START Data excerpts

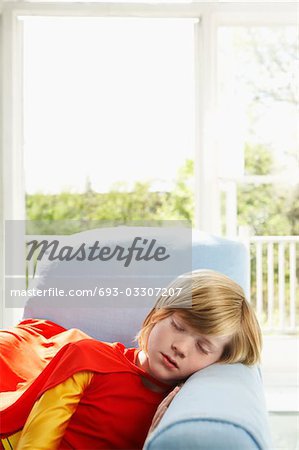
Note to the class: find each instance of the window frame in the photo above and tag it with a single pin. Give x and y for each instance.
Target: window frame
(211, 15)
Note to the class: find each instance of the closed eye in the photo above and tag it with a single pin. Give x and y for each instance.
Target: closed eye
(203, 350)
(176, 326)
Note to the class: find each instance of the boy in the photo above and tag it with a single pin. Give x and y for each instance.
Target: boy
(98, 395)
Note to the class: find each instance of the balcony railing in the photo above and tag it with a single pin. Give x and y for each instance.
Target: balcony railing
(274, 282)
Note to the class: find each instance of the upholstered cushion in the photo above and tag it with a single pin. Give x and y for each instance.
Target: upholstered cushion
(221, 407)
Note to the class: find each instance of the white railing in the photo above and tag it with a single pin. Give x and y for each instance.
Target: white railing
(274, 282)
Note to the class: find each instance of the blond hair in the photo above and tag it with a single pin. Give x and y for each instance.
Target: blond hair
(212, 304)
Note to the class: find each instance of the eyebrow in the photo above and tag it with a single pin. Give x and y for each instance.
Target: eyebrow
(208, 343)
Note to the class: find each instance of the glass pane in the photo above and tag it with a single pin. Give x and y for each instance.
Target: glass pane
(258, 101)
(106, 101)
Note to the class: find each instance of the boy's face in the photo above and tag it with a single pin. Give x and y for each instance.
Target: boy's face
(175, 351)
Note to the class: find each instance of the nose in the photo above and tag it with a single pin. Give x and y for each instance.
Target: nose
(181, 347)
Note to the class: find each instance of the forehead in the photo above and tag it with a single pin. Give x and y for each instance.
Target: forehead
(212, 341)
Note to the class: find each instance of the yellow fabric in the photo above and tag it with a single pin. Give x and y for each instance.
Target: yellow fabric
(50, 415)
(11, 442)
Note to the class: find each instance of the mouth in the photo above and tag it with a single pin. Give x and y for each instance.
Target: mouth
(169, 362)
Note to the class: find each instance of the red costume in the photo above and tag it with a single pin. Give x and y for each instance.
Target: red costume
(115, 408)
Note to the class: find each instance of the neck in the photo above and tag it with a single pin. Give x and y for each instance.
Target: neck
(142, 363)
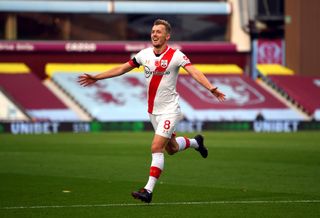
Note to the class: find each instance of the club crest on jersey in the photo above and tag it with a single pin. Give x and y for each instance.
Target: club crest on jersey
(164, 63)
(157, 63)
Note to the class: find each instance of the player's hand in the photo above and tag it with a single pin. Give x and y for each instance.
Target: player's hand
(86, 79)
(219, 95)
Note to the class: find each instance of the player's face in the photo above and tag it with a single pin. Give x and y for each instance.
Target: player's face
(159, 36)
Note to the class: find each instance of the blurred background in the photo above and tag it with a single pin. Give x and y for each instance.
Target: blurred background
(261, 53)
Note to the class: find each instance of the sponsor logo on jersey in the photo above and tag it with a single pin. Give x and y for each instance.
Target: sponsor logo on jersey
(157, 63)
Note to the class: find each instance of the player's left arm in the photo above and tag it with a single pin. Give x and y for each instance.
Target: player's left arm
(203, 80)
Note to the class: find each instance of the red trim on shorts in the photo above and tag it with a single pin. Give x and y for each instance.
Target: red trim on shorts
(132, 64)
(156, 79)
(155, 171)
(187, 143)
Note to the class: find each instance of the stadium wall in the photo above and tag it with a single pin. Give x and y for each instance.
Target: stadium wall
(37, 54)
(184, 126)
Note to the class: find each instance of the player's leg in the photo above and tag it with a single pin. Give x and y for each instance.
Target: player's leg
(177, 144)
(180, 143)
(157, 163)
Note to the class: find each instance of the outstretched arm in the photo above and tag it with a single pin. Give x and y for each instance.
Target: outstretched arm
(202, 79)
(88, 79)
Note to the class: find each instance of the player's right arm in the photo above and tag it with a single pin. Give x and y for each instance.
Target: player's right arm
(88, 79)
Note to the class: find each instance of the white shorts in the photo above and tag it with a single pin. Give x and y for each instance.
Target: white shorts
(165, 124)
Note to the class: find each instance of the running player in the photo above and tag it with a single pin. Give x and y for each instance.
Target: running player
(161, 66)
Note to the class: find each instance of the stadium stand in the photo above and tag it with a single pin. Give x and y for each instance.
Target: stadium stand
(109, 100)
(246, 100)
(26, 89)
(303, 90)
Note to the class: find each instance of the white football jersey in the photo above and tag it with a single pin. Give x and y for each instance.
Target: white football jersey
(161, 73)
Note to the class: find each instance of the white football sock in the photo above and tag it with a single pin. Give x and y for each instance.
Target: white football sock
(155, 170)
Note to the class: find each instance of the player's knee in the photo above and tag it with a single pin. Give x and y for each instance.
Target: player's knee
(171, 150)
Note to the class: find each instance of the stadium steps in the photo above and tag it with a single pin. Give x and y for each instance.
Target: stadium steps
(67, 99)
(10, 109)
(36, 99)
(266, 70)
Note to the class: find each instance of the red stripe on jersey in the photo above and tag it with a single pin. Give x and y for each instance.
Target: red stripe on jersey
(187, 143)
(155, 172)
(156, 79)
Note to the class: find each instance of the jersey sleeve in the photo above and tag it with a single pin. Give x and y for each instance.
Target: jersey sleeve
(183, 59)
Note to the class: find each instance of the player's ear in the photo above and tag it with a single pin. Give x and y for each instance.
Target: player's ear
(168, 36)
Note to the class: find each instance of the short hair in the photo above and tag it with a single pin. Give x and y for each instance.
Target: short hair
(163, 22)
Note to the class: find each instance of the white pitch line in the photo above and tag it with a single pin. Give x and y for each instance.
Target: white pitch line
(161, 204)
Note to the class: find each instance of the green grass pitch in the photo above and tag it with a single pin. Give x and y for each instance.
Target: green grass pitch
(92, 175)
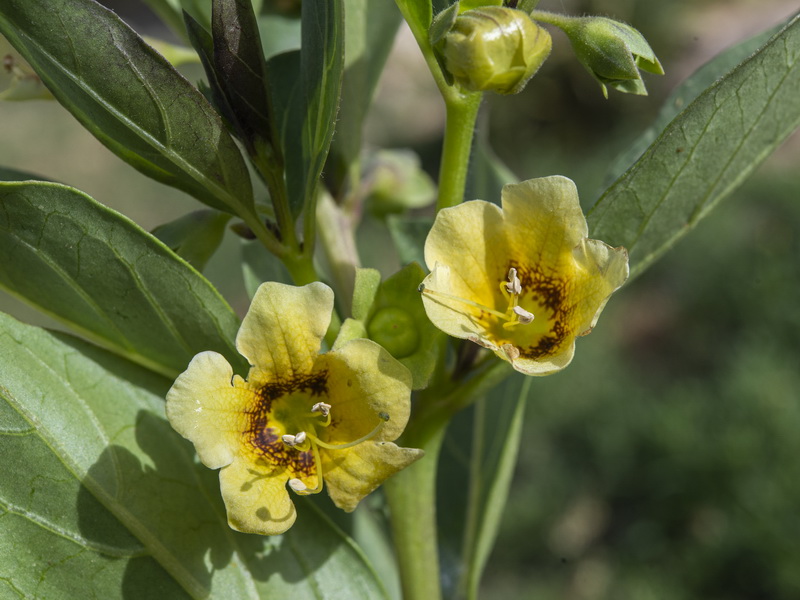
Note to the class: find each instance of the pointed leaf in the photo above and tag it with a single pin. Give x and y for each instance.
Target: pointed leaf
(194, 237)
(240, 68)
(72, 411)
(129, 97)
(704, 153)
(103, 276)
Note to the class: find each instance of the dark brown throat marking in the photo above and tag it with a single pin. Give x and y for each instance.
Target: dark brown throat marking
(551, 293)
(264, 439)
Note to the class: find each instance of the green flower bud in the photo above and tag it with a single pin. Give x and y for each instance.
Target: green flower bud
(494, 48)
(394, 329)
(612, 52)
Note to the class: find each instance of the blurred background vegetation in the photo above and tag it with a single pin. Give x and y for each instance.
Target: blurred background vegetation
(663, 464)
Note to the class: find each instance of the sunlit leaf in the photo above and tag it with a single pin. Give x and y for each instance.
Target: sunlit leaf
(685, 93)
(129, 97)
(479, 457)
(240, 68)
(194, 237)
(704, 153)
(370, 28)
(306, 85)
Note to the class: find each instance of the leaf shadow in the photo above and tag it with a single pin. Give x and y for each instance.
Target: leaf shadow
(171, 502)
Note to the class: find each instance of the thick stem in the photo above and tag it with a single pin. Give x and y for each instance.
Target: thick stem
(462, 112)
(412, 501)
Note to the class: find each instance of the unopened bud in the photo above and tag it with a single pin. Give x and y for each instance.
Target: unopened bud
(613, 53)
(494, 48)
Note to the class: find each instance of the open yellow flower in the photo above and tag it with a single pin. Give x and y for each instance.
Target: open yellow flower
(523, 281)
(300, 417)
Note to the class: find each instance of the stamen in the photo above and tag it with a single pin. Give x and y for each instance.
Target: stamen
(525, 317)
(491, 311)
(294, 440)
(297, 485)
(513, 285)
(369, 436)
(321, 408)
(300, 487)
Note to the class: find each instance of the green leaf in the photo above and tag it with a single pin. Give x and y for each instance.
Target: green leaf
(684, 94)
(364, 291)
(98, 461)
(704, 153)
(369, 29)
(481, 448)
(129, 97)
(106, 278)
(194, 237)
(203, 44)
(9, 174)
(279, 34)
(240, 68)
(418, 14)
(306, 86)
(487, 174)
(168, 11)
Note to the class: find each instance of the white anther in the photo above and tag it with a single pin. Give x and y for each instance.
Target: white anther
(513, 285)
(525, 317)
(321, 408)
(297, 485)
(512, 352)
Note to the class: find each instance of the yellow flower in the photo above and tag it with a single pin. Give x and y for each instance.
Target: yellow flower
(523, 281)
(300, 417)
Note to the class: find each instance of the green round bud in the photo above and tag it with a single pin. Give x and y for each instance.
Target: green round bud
(494, 49)
(394, 329)
(612, 52)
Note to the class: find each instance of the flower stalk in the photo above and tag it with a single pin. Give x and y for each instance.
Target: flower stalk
(462, 113)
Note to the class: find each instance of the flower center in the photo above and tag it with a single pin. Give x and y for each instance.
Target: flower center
(514, 314)
(307, 440)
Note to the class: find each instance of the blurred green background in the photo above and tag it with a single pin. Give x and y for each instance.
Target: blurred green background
(663, 464)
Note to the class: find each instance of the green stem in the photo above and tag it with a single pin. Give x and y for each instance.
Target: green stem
(412, 501)
(555, 19)
(462, 112)
(412, 492)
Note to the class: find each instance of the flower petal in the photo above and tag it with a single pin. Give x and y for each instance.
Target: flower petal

END Data excerpts

Whenever a line of the records holds the string "petal", pick it out and copy it.

Result for this task -
Note to the class: find each instance of the flower petal in the photo above and tag it with a single pin. Give x and y for each instance.
Target: flower petal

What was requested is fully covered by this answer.